Problem description:
Leave out the pictures and repeat everything else in the records exactly.

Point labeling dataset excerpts
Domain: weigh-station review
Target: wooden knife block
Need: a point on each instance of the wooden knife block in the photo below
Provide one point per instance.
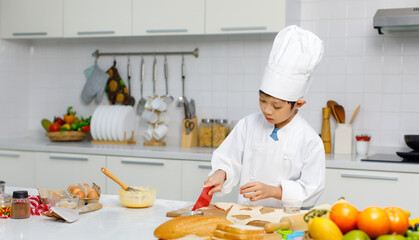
(190, 139)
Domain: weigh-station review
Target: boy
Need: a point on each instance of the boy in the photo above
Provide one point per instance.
(276, 155)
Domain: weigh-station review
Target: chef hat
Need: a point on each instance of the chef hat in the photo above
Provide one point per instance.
(294, 55)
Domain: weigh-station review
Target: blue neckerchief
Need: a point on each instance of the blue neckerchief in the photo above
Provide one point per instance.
(274, 134)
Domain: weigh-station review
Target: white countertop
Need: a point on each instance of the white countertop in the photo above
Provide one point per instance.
(111, 222)
(42, 144)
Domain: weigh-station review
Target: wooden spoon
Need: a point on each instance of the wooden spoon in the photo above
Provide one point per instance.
(331, 104)
(354, 115)
(340, 113)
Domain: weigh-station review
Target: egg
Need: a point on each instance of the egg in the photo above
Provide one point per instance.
(71, 187)
(86, 185)
(80, 193)
(92, 194)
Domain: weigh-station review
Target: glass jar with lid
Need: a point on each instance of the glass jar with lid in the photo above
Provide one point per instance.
(21, 207)
(219, 132)
(205, 132)
(5, 205)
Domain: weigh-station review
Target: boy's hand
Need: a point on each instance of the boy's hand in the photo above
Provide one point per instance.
(216, 181)
(257, 191)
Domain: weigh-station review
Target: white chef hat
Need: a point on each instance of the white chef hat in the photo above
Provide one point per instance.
(294, 55)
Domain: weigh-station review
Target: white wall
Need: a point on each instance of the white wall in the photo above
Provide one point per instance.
(359, 67)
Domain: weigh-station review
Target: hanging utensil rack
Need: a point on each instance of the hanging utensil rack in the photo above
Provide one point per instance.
(97, 54)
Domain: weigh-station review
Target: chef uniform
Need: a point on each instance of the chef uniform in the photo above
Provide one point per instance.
(295, 158)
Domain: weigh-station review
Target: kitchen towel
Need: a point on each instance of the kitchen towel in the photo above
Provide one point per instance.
(95, 85)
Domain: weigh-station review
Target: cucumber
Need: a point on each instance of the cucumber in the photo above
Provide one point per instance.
(45, 123)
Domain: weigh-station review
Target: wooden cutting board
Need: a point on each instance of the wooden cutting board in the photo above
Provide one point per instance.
(211, 210)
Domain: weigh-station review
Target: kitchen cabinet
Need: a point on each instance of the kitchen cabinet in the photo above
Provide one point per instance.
(168, 17)
(97, 18)
(244, 16)
(194, 174)
(31, 19)
(59, 170)
(364, 188)
(162, 174)
(17, 168)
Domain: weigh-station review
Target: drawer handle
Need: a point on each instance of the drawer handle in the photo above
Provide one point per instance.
(95, 32)
(56, 157)
(243, 28)
(166, 30)
(350, 175)
(31, 34)
(16, 155)
(142, 163)
(204, 166)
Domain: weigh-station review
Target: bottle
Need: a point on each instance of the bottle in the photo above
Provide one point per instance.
(205, 132)
(21, 207)
(5, 205)
(218, 132)
(326, 130)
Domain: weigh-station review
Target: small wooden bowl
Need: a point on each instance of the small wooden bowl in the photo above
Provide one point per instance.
(67, 136)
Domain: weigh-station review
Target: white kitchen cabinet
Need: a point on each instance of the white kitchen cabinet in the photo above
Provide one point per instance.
(17, 168)
(372, 188)
(244, 16)
(97, 18)
(59, 170)
(164, 175)
(31, 19)
(194, 174)
(168, 17)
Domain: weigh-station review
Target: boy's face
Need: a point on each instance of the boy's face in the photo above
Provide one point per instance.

Task output:
Domain: weigh-station review
Target: wooden knife block
Need: a point on each instance of the wooden knife block in the photo below
Provide one point per instance.
(190, 139)
Domain: weigh-station review
Target: boy
Need: a point on each instance of the boy in the photo above
Provide one point per instance.
(276, 155)
Domain: weigh-station review
Target: chef hat
Need: a point on each instance of the chef hat in the photo above
Provide one point per instance.
(294, 55)
Domain: weigh-station review
Target: blue neckerchief
Need: a point on each instance of the blue neckerchief in the photo above
Provide one point per instance.
(274, 134)
Domain: weigh-station review
Target: white countertop
Need: a point on each instance of the white countertop in the photo above
Provide one point per instance.
(111, 222)
(42, 144)
Domain: weigh-station review
Target: wooden spoon
Need: a point on each instance of the wooden spoon in the photo above
Provide one point per instance.
(331, 104)
(354, 115)
(340, 113)
Domain: weigh-station review
Target: egg
Need: a point on each instance of the egg in the photo above
Provide one point per instance.
(71, 187)
(86, 185)
(80, 193)
(92, 194)
Domain: weigh-station review
Target: glass jar with lid
Need: a point on each instance of the glass jar with lid in the photo above
Provide one point per instance.
(21, 207)
(219, 132)
(205, 132)
(5, 205)
Domain: weigh-station review
Target: boy's hand
Need: a point on each instance of the boy's hand in the photo above
Provide one point per instance.
(216, 181)
(257, 191)
Domain: weigh-station review
Target: white chef hat
Need: a point on each instance of the white chef hat in the photo above
Provide one point per instance.
(294, 55)
Domain: weigh-station review
Target: white wall
Need: a point on each instance of the white wall in the photo above
Provide one point per instance.
(359, 67)
Domain: weigh-station review
Target: hanging utensil rack
Need: a point on each instance of the hanging utensil rack in the photo above
Provide one point per instance.
(97, 54)
Domain: weigh-station review
Target: chef uniform
Need: a point on each instance of the chef uniform in the photo above
Provide one point per instance.
(295, 158)
Domain: weigh-station review
Target: kitchen towel
Need: a point on each instance of the kitchen towel in the photo above
Provide one point per instance.
(95, 85)
Domain: weigh-station review
Target: cucumber
Need: a point on each instance of the cucumber in the photo above
Provide one point per instance.
(45, 123)
Domain: weigh-station review
Target: wooden cutting board
Need: a point on each instance of the wooden cutting board in the photo above
Provide one point per instance.
(211, 210)
Domain: weigh-station review
Target: kitchen cabinet
Need: a point on each instance of the kitchen cabinet in the photo above
Provide one point per instance.
(168, 17)
(97, 18)
(244, 16)
(194, 174)
(31, 19)
(59, 170)
(364, 188)
(162, 174)
(17, 168)
Domain: weigh-station review
Target: drawer handle
Need: a point on each instance of the drawer handle in the photo above
Provide one point per instance.
(95, 32)
(56, 157)
(243, 28)
(166, 30)
(350, 175)
(31, 34)
(16, 155)
(142, 163)
(204, 166)
Domain: weigh-station review
Target: bottle
Need: a point on each instance of the bottle in the photo above
Provide one point per instance.
(205, 132)
(21, 207)
(5, 205)
(218, 132)
(326, 130)
Domain: weigh-station review
Target: small wooden bowl
Need: a point on each instance of the small wooden bowl in the photo above
Provide one point per instance.
(67, 136)
Domain: weigh-station review
Target: white kitchen cabinet
Need: a point on each instance of the white kitchen cabinet in the photo above
Provide one point per instance.
(17, 168)
(372, 188)
(244, 16)
(97, 18)
(59, 170)
(164, 175)
(31, 19)
(194, 174)
(168, 17)
Domain: weigh-station review
Target: boy's face
Need: a point on each instance of the boy's face in the photo above
Provide one point per instance.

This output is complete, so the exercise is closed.